══ Text block
[PATCH] [RFC] proc: Add mmap callback for /proc/<pid>/mem

From: Haider Miraj
Date: Fri Sep 13 2024 - 13:40:36 EST


This patch introduces memory mapping (mmap) support for the /proc/<pid>/mem
interface. The new functionality allows users to map the memory of a
process into their address space reusing the same pages

The idea is to mmap another process's memory by first pinning the pages in
memory and then using `remap_pfn_range` to map them as device memory, reusing
the same pages. A list of pinned pages is maintained and released back on the
close call. This design has certain limitations.

I am seeking comments and advice on the following:
- Given that read access to `/proc/<pid>/mem` is already allowed for
privileged users, are there specific reasons or concerns that have prevented
the implementation of `mmap` for this interface?
- Is there a way to insert anonymous pages into a file-backed VMA so that it
honors reverse mapping, eliminating the need to keep track of pinned pages?
- I plan to implement a page fault handler as well.

I am looking for feedback on how to improve this implementation and what
additional considerations are necessary for it to be accepted by the community.

Cc: xe-linux-external@xxxxxxxxx
Signed-off-by: Haider Miraj <hmiraj@xxxxxxxxx>
---
fs/proc/base.c | 129 +++++++++++++++++++++++++++++++++++++++++++++++++
1 file changed, 129 insertions(+)

diff --git a/fs/proc/base.c b/fs/proc/base.c
index 72a1acd03675..405de47d0c1c 100644
--- a/fs/proc/base.c
+++ b/fs/proc/base.c
@@ -117,6 +117,17 @@
static u8 nlink_tid __ro_after_init;
static u8 nlink_tgid __ro_after_init;

+struct vma_info {
+ struct list_head page_list_head;
+ uintptr_t vma_start_addr;
+ uintptr_t vma_end_addr;
+};
+
+struct page_list_item {
+ struct list_head list;
+ struct page *page;
+};
+
struct pid_entry {
const char *name;
unsigned int len;
@@ -926,12 +937,130 @@ static int mem_release(struct inode *inode, struct file *file)
════
══ Record list
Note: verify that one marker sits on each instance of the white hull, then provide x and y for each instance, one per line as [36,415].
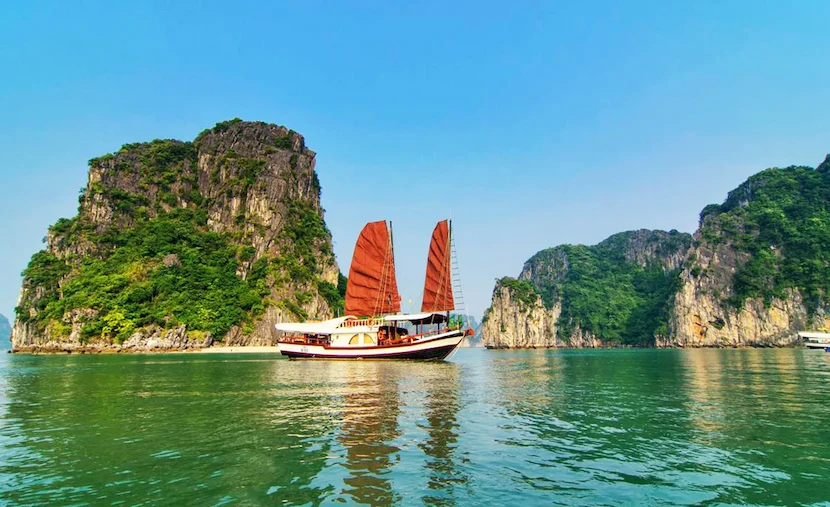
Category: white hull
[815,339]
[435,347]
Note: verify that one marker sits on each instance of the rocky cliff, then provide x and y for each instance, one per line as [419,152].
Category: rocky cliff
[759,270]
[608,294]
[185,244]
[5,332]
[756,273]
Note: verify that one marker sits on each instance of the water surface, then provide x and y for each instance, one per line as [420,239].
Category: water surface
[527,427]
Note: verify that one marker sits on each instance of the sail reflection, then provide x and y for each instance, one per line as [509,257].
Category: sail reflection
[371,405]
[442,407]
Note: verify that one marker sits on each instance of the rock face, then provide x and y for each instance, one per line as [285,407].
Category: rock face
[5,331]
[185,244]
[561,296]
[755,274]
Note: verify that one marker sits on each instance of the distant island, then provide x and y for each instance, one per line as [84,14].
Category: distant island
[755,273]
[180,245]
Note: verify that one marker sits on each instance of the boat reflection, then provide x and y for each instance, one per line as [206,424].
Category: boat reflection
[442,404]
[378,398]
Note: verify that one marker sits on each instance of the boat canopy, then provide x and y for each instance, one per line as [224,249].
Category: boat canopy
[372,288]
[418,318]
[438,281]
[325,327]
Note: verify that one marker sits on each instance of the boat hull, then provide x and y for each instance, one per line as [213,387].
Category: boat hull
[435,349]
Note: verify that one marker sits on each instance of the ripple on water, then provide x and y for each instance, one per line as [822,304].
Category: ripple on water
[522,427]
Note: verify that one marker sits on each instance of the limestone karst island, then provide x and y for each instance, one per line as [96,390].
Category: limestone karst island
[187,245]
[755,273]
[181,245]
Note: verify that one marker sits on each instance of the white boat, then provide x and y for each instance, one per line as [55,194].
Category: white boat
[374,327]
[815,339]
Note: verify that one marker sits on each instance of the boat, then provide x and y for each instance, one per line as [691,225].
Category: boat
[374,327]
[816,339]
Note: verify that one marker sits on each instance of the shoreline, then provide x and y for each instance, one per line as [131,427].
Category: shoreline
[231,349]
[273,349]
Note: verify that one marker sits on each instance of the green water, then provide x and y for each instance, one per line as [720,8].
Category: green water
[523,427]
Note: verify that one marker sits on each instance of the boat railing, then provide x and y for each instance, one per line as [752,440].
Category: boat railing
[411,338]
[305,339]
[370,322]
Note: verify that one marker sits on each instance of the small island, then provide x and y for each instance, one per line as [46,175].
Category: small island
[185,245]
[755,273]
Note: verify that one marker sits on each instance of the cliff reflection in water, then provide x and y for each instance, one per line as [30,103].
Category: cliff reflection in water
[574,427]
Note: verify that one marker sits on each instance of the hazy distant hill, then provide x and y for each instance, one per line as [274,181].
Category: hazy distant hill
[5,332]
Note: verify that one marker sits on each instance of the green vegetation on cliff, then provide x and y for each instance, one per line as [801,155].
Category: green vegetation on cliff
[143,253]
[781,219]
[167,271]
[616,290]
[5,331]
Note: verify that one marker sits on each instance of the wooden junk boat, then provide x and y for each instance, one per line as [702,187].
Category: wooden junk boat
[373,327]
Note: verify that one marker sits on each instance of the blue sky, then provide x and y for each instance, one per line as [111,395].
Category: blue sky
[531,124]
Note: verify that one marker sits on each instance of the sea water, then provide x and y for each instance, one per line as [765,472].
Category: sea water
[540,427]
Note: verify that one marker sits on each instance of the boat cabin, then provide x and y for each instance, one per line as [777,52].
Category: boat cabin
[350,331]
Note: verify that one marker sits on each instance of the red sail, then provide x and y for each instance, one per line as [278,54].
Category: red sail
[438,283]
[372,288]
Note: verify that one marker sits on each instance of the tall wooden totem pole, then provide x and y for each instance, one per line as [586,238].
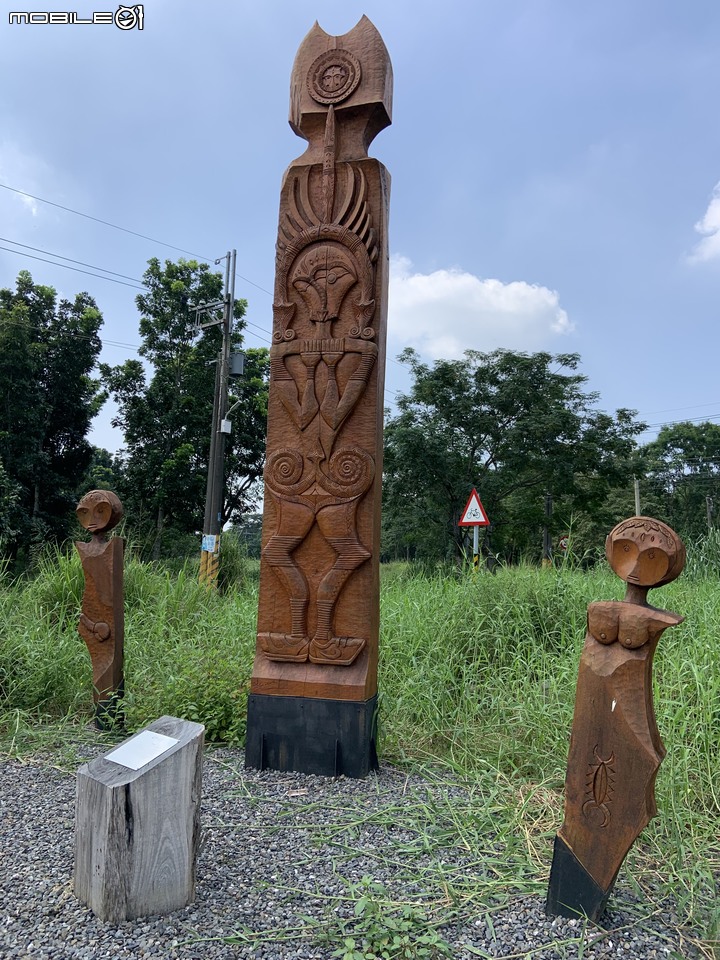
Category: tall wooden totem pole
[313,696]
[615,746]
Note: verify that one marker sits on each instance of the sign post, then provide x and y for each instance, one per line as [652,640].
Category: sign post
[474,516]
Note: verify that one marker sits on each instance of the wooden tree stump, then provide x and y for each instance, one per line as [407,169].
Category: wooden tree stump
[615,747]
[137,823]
════
What is needed ▸
Could you write the next part of the patch that adds an mmap callback for /proc/<pid>/mem, starting right after its final hunk header?

Exercise response ▸
return 0;
}

+static void mem_vma_close(struct vm_area_struct *vma)
+{
+ struct vma_info *info;
+ struct page_list_item *item, *tmp;
+
+ info = vma->vm_private_data;
+
+ if (info) {
+ /* Avoid cleanup if we are being split, instead print warning */
+ if (info->vma_start_addr == vma->vm_start &&
+ info->vma_end_addr == vma->vm_end) {
+ /* Iterate over the list and free each item and call put_page */
+ list_for_each_entry_safe(item, tmp,
+ &info->page_list_head, list) {
+ list_del(&item->list);
+ put_page(item->page);
+ kfree(item);
+ }
+
+ kfree(info);
+ vma->vm_private_data = NULL;
+ } else {
+ pr_warn("%s: VMA has been split, operation not supported\n", __func__);
+ }
+ }
+}
+
+static const struct vm_operations_struct mem_vm_ops = {
+ .close = mem_vma_close,
+};
+
+/**
+ * mem_mmap - Memory mapping function
+ *
+ * This function implements mmap call for /proc/<pid>/mem.
+ *
+ * Assumptions and Limitations:
+ * - This function does not handle reverse mapping, which is required for swapping.
+ * - The VMA is not expected to be split with an unmap call.
+ */
+static int mem_mmap(struct file *file, struct vm_area_struct *vma)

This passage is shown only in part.